**Requirement:**
Could you reproduce the rows word for word, beginning with the very first line and stopping after the line that contains "0,0,500,332", with that line included?
:::::
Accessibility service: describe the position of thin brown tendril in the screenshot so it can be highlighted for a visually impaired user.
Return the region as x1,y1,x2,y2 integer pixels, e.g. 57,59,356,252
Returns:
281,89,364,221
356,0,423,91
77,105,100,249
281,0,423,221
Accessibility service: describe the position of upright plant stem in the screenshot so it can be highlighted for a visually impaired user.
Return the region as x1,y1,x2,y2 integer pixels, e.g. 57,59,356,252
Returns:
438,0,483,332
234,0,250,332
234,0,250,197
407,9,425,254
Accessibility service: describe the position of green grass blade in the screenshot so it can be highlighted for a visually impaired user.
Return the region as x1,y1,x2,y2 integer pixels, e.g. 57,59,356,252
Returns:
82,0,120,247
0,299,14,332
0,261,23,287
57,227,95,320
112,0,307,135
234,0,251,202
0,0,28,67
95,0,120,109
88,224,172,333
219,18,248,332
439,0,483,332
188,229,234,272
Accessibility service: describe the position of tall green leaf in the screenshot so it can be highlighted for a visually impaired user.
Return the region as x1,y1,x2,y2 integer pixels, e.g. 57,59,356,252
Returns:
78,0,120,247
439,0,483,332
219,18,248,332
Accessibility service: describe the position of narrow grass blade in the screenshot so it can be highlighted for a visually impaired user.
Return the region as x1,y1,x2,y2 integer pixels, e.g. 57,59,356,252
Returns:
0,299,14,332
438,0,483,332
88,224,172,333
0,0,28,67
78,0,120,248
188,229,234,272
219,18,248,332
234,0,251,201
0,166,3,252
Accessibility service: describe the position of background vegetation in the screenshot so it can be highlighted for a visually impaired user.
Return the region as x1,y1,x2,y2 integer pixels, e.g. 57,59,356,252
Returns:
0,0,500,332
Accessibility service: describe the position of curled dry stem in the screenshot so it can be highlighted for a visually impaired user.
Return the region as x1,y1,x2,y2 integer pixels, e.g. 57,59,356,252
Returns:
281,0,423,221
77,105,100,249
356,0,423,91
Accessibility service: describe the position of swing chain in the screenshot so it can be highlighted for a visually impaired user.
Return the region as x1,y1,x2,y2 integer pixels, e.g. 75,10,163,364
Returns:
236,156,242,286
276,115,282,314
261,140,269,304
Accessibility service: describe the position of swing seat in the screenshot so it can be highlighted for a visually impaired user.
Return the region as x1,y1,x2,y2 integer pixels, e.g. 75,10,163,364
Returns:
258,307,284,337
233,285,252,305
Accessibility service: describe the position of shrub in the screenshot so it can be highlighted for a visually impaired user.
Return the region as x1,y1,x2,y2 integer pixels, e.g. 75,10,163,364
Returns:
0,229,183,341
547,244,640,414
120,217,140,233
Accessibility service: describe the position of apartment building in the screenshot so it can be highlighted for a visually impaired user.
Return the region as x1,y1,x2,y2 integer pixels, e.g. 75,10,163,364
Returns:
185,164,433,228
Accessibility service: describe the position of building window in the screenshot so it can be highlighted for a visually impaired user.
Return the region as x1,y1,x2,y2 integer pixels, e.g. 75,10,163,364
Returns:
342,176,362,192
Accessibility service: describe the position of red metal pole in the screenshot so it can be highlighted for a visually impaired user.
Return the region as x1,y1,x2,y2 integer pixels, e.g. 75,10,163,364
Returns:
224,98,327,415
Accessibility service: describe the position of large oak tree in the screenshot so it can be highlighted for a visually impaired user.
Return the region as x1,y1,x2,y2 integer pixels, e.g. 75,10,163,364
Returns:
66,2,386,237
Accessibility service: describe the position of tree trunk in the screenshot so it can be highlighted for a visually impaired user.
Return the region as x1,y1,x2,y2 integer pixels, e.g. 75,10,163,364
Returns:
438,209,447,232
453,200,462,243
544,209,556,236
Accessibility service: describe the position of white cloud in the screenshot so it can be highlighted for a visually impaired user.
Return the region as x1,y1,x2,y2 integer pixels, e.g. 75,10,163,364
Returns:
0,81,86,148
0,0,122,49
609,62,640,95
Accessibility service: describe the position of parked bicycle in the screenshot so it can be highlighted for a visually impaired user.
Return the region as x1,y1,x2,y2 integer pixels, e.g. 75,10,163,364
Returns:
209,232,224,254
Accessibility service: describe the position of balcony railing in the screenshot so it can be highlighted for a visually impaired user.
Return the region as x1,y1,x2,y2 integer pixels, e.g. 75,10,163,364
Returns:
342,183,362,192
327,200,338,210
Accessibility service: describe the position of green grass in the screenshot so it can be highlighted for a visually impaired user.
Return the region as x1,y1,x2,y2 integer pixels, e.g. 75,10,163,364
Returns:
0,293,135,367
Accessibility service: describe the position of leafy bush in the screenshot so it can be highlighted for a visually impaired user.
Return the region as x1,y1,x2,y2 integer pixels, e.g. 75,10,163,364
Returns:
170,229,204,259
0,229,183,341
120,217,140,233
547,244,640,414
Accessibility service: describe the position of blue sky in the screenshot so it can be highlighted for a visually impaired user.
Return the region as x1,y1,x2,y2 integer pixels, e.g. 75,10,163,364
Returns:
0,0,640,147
:::::
**Worked answer:**
Accessibility service: describe the position of thin brown tendril in the screenshot so it can be highlighted for a visually impaired user.
Return the region as x1,y1,x2,y2 integer pixels, e.g. 57,59,356,252
Returns:
281,89,364,221
356,0,423,91
77,105,100,249
281,0,423,221
Accessibility service: describe the position of upright plant stem in the screenshot so it can be highlighted for a visually impaired user.
Return the region as x1,y1,x2,y2 integer pixels, e.g. 57,59,356,252
Returns:
438,0,483,332
234,0,250,332
234,0,250,197
407,9,425,254
Accessibility service: describe the position of green grass blade in the screenshot so it can be highlighted for a visually impaired user.
Return the region as x1,y1,x2,y2 integer pixels, e.g. 57,59,356,252
Returns:
82,0,120,247
0,299,14,332
0,261,23,287
57,227,95,320
112,0,307,135
234,0,251,202
0,0,28,67
95,0,120,109
88,224,172,333
219,18,248,332
439,0,483,332
188,229,234,272
Accessibility service: describe the position of tall green leaf in the screenshot so it can be highlighted for a visually impaired user.
Return the region as x1,y1,x2,y2 integer pixels, e.g. 57,59,356,252
Returns:
78,0,120,247
439,0,483,332
219,18,248,332
Accessibility service: describe the position of narrow grass blade in the screenshot so it can be highlighted for a visually impaired user.
Return the region as x1,y1,x2,y2 integer pixels, e.g. 57,59,356,252
Returns:
0,299,14,332
438,0,483,332
88,224,172,333
0,0,28,67
78,0,120,248
188,229,234,272
219,18,248,332
234,0,251,201
0,166,3,252
Accessibility service: describe the position of background vegetation in the screenshot so it can be highlighted for a visually impaired user.
Return the region as x1,y1,x2,y2 integer pixels, e.g. 57,59,356,252
Returns:
0,0,500,332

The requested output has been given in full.